_Opdrachten_
A) Schrijf uit de tekst over het tweede gebod letterlijk over wat er staat tussen "Ook de garantie-god" en "God het Opperwezen?", beide grenzen inbegrepen.
B) Wat voor god houden volgens de tekst over het tweede gebod de mensen na die het gebed zo goed als helemaal achterwege laten?
C) Vat de tekst over het tweede gebod samen in twee zinnen.

_Bron_

Dien Mij naar Mijn Woord!
HET.TWEEDE GEBOD
(5)
Er zijn vele valse gods-beelden in omloop. Vorige keer hebben we er enkele gesignaleerd. Nu is het onmogelijk een catalogus van verkeerde gods-voorstelling op te maken. Hun getal is legio. In het algemeen kan worden gezegd, dat iedere milimeter dat we ons verwijderen van het zuivere en volle Woord ons de caricaturen en vertekeningen nabij brengt. Het bijbels getuigenis wordt maar al te vaak scheef getrokken, gefilterd en gezeefd. Wie een uitspraak als 'God is liefde' uit zijn bijbelse verbanden rukt, kan terecht komen bij een lievige sinter-klaas god die zijn bedreigingen niet werkelijk meent. Gaan we de woorden die van Gods eeuwige verkiezing spreken isoleren en abstraheren, dan schetsen we een god die zijn roepstemmen doet uitgaan met intussen een slag om zijn arm, een god die zijn liefde doet verkondigen met een ondoorgrondelijk voorbehoud. Er is is een god van het exclusivisme, onder andere door Jona gediend toen deze niet op zijn plaats was. De dienst van deze god doet minachtend neerzien op de buitenstaanders, op 'de schare die de wet niet kent', oo dc grauwe massa die, als een kudde zwijnen de parels van het evangelie toch maar zou vertrappen. Maar er is ook de god van het inclusivisme, in wiens naam den volke wordt kond gedaan dat alle religieuze wegen leiden naar Rome, of liever gezegd naar het nieuwe Jeruzalem. Sommigen hebben blijkbaar een god zonder ogen. Ze schrikken er namelijk niet voor terug heimelijk kwaad te doen, terwijl ze dat in het openbaar voor het oog van de mensen niet zouden durven, Anderen houden er een god zonder oren op na. Vandaar dat ze het gebed zo goed als helemaal achterwege laten. Weer anderen lopen als zich moeilijkheden voor doen zó onrustig heen en weer dat ze daarmee blijk geven dat de god die ze belijden geen handen heeft. Ze verwachten immers de hulp en uitkomst niet van hem?
Ook de garantie-god wordt volop gediend. Houdt hem te vriend en hij zal zorgen dat het u goed gaat in de wereld. Familie van hem is de noodrem-god, de eerste-hulp-bijongelukken-god, die als laatste redmiddel achter de hand wordt gehouden en van wie wordt verwacht dat hij in noodgevallen voor ons klaar zal staan. Een valse voorstelling is ook die van het deïsme — een god die zich heeft teruggetrokken in storeloze rust, die zich met de wereld niet meer inlaat en van wie gezegd kan worden: 'hij doet geen goed en hij doet geen kwaad'.
Is God het Opperwezen?

_Vastgelegde gegevens_
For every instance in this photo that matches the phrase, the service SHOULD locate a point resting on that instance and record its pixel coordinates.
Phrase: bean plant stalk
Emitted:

---

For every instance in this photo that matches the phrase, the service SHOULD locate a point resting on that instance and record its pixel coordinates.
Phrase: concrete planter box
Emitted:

==

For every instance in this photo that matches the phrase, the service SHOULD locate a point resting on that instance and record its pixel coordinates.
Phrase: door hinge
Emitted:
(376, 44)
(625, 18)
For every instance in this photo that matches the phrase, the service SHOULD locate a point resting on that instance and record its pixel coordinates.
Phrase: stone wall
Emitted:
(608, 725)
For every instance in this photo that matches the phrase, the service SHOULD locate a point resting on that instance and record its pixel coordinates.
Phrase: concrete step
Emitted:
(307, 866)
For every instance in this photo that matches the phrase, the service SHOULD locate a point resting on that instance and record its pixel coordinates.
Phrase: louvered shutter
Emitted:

_Uitwerkingen_
A)
Ook de garantie-god wordt volop gediend. Houdt hem te vriend en hij zal zorgen dat het u goed gaat in de wereld. Familie van hem is de noodrem-god, de eerste-hulp-bijongelukken-god, die als laatste redmiddel achter de hand wordt gehouden en van wie wordt verwacht dat hij in noodgevallen voor ons klaar zal staan. Een valse voorstelling is ook die van het deïsme — een god die zich heeft teruggetrokken in storeloze rust, die zich met de wereld niet meer inlaat en van wie gezegd kan worden: 'hij doet geen goed en hij doet geen kwaad'.
Is God het Opperwezen?

B) Een god zonder oren.

C) Volgens de tekst over het tweede gebod zijn er talloze valse godsbeelden in omloop, die dichterbij komen naarmate men zich verwijdert van het zuivere en volle Woord en het bijbels getuigenis scheeftrekt. Voorbeelden zijn een lievige sinterklaas-god, de god van het exclusivisme en die van het inclusivisme, een god zonder ogen, oren of handen, de garantie-god, de noodrem-god en de god van het deïsme, die zich niet meer met de wereld inlaat.